- [Problem requirements]: Retype the video editing claims below in full, word for word.

- [Excerpt]:
▼▼▼
15. The method of video data editing according to claim 14, wherein
the trimming and dropping steps are implemented further based on
production duration for said video signal.
16. The method of video data editing according to claim 13, wherein
the analyzing step further comprises extracting a soundtrack signal
from said video signal to generate a soundtrack descriptor for the
sifting step.
17. The method of video data editing according to claim 16, wherein
the sifting step comprises: determining a plurality of
quality-related scores for a portion of said associated descriptors
each that characterizes one said video segment; determining a
duration-related score characterizing each said video segment;
acquiring a segment score for each said associated video segment by
summing said quality-related scores multiplied by a plurality of
content-based weights and said duration-related score multiplied by
a duration-based weight; dropping a portion of said video segments
based on said segment scores; determining a plurality of
descriptive scores for a portion of said associated descriptors
which characterize a portion of said frames and said soundtrack
descriptor; and trimming said portion of said frames within any one
of said video segments based on said descriptive scores.
▲▲▲
- [Listing]:
▼▼▼
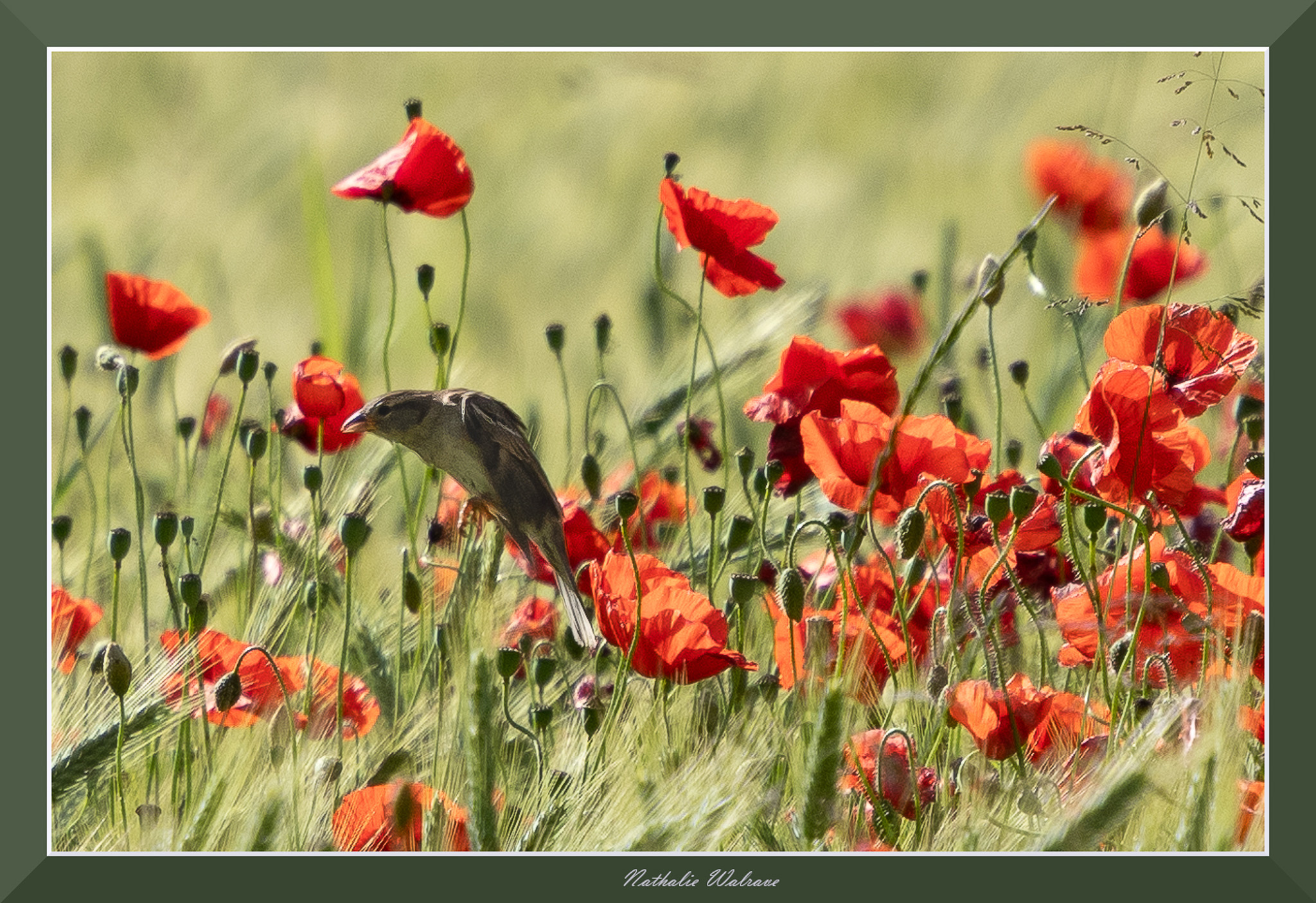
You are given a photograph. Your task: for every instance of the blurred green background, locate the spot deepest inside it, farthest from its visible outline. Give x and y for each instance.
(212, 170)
▲▲▲
▼▼▼
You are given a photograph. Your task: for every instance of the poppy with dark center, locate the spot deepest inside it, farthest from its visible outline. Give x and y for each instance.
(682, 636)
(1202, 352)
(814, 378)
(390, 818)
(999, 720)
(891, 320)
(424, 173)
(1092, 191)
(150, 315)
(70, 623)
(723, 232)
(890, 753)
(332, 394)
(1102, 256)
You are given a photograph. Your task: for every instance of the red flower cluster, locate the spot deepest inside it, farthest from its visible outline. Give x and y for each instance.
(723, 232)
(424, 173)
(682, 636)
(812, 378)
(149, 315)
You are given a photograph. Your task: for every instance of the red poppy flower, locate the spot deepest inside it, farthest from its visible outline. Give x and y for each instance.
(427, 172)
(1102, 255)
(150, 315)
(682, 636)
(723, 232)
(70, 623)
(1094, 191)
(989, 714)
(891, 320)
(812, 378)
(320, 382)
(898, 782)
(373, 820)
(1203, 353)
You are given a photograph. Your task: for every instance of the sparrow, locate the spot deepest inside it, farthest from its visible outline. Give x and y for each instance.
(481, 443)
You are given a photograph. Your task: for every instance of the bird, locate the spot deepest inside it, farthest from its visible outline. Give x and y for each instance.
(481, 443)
▲▲▲
- [Answer for the task]:
15. The method of video data editing according to claim 14, wherein
the trimming and dropping steps are implemented further based on
production duration for said video signal.
16. The method of video data editing according to claim 13, wherein
the analyzing step further comprises extracting a soundtrack signal
from said video signal to generate a soundtrack descriptor for the
sifting step.
17. The method of video data editing according to claim 16, wherein
the sifting step comprises: determining a plurality of
quality-related scores for a portion of said associated descriptors
each that characterizes one said video segment; determining a
duration-related score characterizing each said video segment;
acquiring a segment score for each said associated video segment by
summing said quality-related scores multiplied by a plurality of
content-based weights and said duration-related score multiplied by
a duration-based weight; dropping a portion of said video segments
based on said segment scores; determining a plurality of
descriptive scores for a portion of said associated descriptors
which characterize a portion of said frames and said soundtrack
descriptor; and trimming said portion of said frames within any one
of said video segments based on said descriptive scores.